**What you will do**
Please copy the listing below word for word, leaving out the pictures.

**Provided entries**
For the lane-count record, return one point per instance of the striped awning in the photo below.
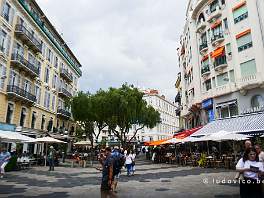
(249, 123)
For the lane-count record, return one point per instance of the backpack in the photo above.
(118, 162)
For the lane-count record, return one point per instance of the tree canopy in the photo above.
(117, 108)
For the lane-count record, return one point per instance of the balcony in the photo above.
(200, 26)
(64, 113)
(20, 94)
(28, 38)
(203, 47)
(250, 82)
(220, 62)
(205, 71)
(215, 14)
(20, 62)
(66, 75)
(217, 39)
(178, 98)
(64, 93)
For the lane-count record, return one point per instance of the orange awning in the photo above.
(216, 24)
(239, 5)
(243, 33)
(219, 51)
(205, 57)
(158, 142)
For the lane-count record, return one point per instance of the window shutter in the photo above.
(240, 11)
(11, 17)
(248, 68)
(8, 42)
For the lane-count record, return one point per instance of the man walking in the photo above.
(51, 158)
(5, 156)
(118, 162)
(107, 173)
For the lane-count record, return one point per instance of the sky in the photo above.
(118, 41)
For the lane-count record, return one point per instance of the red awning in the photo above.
(187, 133)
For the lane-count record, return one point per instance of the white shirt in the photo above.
(247, 164)
(129, 159)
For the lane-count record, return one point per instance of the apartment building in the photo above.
(221, 60)
(38, 72)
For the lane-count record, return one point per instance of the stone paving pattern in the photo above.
(151, 180)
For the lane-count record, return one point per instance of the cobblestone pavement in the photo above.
(151, 180)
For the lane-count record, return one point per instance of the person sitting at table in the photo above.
(252, 170)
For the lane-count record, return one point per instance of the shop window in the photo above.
(227, 110)
(257, 101)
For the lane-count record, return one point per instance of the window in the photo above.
(228, 109)
(56, 62)
(248, 68)
(225, 23)
(33, 120)
(228, 49)
(53, 104)
(2, 76)
(23, 116)
(54, 81)
(257, 101)
(14, 78)
(207, 85)
(9, 113)
(244, 42)
(43, 120)
(240, 13)
(38, 94)
(222, 79)
(4, 42)
(213, 6)
(47, 75)
(232, 76)
(8, 13)
(47, 100)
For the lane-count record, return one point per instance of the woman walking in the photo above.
(252, 170)
(133, 163)
(129, 163)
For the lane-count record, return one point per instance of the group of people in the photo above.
(5, 156)
(112, 162)
(251, 171)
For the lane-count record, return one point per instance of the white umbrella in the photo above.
(48, 140)
(11, 136)
(83, 143)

**Response to this task**
For the lane-count record, return one point per instance of the striped awning in the photo below.
(249, 123)
For the lane-count record, return one point per instance of the backpack in the photo above.
(118, 162)
For the lane-count record, return one point per instance of the tree canopy in the photo above.
(117, 108)
For the lane-count record, return one point per instance of the balcony in the photo above.
(200, 26)
(64, 113)
(20, 94)
(28, 38)
(203, 47)
(250, 82)
(220, 62)
(205, 71)
(215, 14)
(20, 62)
(66, 75)
(217, 39)
(178, 98)
(64, 93)
For the lane-count record, return one point per instance of the orange awning in the photo above.
(216, 24)
(239, 5)
(243, 33)
(219, 51)
(205, 57)
(158, 142)
For the lane-count record, return one point per instance of the window shutter in the photo above.
(240, 11)
(11, 17)
(248, 68)
(8, 42)
For the lane-count record, return one point per instance of the man walking in the photo above.
(51, 158)
(5, 156)
(118, 162)
(107, 173)
For the lane-count record, return one point per instance of the sky in the photo above.
(118, 41)
For the lane-count record, return one point per instance of the red awning in the photo above.
(187, 133)
For the lane-count record, return one point per instance of the white shirt in the photo above.
(247, 164)
(129, 159)
For the lane-count record, return one point per instance of the apartment building in the photo above.
(221, 60)
(38, 72)
For the lane-count record, return one point per instance of the stone paving pattern in the photo above.
(151, 180)
For the lane-count record, return one point per instance of the cobblestone pavement in the photo above.
(151, 180)
For the lane-count record, return one point per instance of the person sitting at table in the photo above.
(252, 170)
For the lane-count record, return one point per instance of the shop window in the photo above.
(227, 110)
(257, 101)
For the lane-count record, return one point per instance of the window in the photo above.
(228, 109)
(56, 62)
(248, 68)
(225, 23)
(33, 120)
(228, 49)
(53, 104)
(2, 76)
(23, 116)
(54, 81)
(257, 101)
(14, 78)
(207, 85)
(9, 113)
(244, 42)
(43, 120)
(240, 13)
(38, 94)
(222, 79)
(4, 42)
(213, 6)
(47, 75)
(232, 76)
(8, 13)
(47, 100)
For the lane-count record, return one point per instance of the woman walking in the photo above.
(252, 170)
(133, 163)
(129, 163)
For the lane-count record, return one point per instance of the group of people in the photo above.
(5, 156)
(112, 162)
(251, 171)
For the lane-count record, return one point per instance of the white umbrella in the photo above.
(48, 140)
(11, 136)
(83, 143)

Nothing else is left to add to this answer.